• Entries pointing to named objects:
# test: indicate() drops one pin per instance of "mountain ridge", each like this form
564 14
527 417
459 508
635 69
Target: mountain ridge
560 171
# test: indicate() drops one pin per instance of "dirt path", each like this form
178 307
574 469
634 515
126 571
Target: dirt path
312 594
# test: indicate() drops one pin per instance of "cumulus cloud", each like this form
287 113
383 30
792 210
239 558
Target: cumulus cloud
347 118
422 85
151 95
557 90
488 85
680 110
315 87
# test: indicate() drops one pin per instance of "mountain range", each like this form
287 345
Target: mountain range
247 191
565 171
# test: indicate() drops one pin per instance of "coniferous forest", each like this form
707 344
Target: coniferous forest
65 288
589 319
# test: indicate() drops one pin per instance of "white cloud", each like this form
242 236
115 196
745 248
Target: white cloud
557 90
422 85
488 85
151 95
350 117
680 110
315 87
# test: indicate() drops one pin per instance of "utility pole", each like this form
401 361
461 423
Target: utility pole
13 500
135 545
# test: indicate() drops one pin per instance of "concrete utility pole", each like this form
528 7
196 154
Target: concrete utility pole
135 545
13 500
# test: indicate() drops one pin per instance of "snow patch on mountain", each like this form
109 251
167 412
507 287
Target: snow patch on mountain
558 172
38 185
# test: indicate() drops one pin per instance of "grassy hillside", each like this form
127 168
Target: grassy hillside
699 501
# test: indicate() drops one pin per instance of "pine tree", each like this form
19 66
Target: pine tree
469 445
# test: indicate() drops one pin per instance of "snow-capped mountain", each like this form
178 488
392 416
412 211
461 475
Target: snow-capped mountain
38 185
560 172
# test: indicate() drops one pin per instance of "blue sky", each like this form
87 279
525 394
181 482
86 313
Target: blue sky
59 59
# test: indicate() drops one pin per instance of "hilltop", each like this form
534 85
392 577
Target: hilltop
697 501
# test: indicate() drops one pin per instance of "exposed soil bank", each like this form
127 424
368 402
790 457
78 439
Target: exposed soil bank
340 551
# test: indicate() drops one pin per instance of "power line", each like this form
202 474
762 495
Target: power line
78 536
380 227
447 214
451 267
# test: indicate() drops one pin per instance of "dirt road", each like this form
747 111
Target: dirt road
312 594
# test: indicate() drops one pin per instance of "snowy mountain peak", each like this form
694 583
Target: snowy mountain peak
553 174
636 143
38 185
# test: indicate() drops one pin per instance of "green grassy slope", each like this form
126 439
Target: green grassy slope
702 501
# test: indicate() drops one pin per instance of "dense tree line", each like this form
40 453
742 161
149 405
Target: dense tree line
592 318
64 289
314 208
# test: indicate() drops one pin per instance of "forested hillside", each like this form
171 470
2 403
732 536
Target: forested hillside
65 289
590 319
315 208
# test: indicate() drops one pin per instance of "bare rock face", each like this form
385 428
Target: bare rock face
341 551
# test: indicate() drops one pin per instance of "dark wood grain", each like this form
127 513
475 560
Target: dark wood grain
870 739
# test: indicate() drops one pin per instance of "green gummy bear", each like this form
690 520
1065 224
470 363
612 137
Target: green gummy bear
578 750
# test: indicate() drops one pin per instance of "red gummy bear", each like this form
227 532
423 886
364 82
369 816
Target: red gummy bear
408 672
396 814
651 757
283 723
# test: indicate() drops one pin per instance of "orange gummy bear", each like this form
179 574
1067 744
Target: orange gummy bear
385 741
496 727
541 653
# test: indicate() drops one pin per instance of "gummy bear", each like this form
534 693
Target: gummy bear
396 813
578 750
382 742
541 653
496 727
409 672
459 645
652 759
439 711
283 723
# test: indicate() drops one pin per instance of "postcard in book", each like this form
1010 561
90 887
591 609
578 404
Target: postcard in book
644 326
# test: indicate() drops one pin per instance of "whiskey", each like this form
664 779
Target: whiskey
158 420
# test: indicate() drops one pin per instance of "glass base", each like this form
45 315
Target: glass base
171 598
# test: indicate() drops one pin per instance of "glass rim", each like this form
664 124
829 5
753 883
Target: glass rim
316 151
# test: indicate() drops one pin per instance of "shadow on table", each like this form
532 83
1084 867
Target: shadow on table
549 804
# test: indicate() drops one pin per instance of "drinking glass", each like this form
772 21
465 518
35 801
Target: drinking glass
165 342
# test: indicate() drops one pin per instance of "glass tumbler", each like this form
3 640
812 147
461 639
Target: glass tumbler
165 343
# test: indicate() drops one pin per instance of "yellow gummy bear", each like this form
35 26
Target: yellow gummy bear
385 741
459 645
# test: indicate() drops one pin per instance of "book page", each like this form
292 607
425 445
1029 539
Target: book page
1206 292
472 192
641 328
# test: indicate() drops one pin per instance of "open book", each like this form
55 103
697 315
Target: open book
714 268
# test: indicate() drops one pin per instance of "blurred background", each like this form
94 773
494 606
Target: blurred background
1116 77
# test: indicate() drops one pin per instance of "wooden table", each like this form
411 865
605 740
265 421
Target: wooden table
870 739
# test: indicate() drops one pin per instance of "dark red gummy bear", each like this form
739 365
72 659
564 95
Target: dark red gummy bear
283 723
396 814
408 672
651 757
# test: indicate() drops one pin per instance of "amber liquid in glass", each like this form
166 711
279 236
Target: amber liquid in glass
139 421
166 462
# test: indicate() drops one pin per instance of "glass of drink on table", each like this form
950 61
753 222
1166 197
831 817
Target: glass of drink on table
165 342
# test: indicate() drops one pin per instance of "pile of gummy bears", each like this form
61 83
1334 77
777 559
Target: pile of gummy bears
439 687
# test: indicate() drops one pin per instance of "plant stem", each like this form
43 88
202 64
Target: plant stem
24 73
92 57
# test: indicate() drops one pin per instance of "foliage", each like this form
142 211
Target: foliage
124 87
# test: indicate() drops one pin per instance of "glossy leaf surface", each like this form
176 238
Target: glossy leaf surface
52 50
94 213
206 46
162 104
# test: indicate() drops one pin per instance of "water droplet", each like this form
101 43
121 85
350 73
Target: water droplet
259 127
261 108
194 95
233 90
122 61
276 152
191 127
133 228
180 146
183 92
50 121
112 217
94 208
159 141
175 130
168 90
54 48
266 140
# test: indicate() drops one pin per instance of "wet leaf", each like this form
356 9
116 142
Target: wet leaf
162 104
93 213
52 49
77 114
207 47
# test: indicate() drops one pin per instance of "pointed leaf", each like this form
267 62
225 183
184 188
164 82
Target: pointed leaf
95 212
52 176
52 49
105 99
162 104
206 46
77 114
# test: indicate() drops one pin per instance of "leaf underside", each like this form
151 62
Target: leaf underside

• WRITTEN EXERCISE:
Find every line in the entries above that contains the word "droplet", and copy each of those lines.

• THE COMPLETED TASK:
# test: indicate() drops one pin per instance of "water droplet", each like this form
Target: water droplet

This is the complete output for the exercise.